#### [Exercise goal]
Scan the entries below for the word "after", then copy each line that holds it.

Stored records:
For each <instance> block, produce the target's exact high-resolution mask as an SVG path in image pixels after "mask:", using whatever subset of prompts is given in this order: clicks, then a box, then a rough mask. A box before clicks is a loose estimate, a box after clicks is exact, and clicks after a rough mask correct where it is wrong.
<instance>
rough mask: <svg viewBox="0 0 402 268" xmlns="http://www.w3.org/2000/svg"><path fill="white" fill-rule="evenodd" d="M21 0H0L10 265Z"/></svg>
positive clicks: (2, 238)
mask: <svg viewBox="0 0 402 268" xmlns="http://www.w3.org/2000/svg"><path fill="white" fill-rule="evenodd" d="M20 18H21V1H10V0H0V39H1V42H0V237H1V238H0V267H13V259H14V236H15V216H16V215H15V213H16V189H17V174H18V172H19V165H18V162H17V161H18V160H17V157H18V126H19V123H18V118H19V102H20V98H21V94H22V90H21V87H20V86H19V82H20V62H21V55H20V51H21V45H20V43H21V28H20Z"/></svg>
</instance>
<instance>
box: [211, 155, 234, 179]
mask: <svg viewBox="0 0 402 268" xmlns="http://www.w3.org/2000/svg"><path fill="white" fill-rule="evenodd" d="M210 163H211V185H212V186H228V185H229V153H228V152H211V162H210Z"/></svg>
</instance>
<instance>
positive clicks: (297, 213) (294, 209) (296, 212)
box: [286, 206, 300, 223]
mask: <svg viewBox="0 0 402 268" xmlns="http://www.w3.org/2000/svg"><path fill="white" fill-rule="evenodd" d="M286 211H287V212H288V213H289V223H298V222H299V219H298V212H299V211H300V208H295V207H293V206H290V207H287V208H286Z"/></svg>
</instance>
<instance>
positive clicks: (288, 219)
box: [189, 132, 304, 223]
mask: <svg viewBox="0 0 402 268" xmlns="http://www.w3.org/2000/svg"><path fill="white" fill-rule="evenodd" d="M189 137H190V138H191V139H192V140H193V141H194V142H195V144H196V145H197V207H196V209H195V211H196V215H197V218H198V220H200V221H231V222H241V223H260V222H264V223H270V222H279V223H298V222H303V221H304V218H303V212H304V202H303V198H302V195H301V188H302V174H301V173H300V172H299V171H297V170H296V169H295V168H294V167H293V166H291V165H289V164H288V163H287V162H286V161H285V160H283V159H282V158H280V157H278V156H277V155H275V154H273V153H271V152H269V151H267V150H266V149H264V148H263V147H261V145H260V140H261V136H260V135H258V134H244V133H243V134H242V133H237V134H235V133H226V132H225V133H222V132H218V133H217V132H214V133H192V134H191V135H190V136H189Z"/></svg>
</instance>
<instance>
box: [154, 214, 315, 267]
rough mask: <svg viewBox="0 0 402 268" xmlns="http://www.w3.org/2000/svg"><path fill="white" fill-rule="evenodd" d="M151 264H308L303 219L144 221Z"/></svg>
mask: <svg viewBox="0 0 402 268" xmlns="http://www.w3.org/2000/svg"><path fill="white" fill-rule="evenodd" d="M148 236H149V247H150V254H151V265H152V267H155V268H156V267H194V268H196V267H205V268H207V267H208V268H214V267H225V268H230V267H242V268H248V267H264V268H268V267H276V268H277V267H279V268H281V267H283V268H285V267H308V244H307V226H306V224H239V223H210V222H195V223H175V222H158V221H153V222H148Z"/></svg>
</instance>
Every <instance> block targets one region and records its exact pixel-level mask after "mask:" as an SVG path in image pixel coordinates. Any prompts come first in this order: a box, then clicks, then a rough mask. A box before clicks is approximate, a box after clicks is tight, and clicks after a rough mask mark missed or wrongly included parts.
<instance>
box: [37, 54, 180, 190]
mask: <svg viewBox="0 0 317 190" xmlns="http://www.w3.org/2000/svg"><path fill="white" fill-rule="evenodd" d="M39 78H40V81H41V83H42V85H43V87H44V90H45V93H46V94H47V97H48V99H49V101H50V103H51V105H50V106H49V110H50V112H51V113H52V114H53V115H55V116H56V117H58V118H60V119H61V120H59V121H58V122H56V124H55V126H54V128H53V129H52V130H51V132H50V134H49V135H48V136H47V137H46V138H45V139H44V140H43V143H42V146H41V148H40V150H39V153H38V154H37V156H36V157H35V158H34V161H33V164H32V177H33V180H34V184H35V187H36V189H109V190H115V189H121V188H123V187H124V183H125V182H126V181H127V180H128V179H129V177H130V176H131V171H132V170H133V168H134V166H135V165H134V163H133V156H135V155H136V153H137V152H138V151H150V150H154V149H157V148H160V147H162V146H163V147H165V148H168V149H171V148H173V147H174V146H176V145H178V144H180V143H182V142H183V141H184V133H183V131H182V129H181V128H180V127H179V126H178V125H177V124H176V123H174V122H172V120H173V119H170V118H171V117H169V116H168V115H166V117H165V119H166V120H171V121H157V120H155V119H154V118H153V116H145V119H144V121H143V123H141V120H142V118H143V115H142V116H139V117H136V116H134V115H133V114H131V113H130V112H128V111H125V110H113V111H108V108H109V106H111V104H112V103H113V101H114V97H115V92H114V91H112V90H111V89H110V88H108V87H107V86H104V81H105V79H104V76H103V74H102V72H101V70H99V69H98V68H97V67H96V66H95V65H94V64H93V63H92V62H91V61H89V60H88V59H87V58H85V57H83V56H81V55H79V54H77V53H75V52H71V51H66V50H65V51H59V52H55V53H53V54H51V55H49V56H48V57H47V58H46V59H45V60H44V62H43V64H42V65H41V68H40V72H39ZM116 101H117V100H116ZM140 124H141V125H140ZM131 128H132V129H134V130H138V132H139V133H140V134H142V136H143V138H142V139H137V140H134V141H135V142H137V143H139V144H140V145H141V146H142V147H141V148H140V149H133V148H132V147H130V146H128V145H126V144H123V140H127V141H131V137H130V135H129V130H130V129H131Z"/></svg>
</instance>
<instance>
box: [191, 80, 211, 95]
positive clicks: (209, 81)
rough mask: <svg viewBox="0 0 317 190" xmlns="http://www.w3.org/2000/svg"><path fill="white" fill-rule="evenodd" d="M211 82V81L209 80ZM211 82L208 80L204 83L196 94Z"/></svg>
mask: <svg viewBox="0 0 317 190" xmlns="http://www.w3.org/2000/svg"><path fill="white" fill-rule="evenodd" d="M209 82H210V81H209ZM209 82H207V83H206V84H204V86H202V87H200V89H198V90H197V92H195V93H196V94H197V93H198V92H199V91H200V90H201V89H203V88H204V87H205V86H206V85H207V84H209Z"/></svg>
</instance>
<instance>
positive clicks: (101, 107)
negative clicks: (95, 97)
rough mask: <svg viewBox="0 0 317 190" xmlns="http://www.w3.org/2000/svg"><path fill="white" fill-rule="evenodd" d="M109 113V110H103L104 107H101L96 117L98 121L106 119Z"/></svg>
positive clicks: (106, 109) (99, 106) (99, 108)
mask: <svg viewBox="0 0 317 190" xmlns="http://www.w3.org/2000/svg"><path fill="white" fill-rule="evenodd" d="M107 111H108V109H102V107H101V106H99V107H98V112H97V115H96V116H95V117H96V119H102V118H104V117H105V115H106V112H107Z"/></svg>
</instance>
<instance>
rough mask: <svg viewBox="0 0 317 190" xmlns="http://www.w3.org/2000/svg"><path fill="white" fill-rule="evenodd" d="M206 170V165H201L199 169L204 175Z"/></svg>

#### [Answer to this exercise]
For each <instance> block, produce the target's exact high-resolution mask as an SVG path in image pixels after "mask:", using whatever subset of prompts is given in this order: clicks, then a box, then a rough mask. A box before clicks is a loose estimate, a box after clicks is exact, and clicks after a rough mask correct where it is wrong.
Every <instance> block targets one region and records its exact pixel-level mask after "mask:" as an SVG path in image pixel coordinates. Any prompts come first in this order: a box, then clicks, then a rough mask. A box before clicks is approximate, a box after clicks is tight, and clicks after a rough mask mark missed or wrongly included parts.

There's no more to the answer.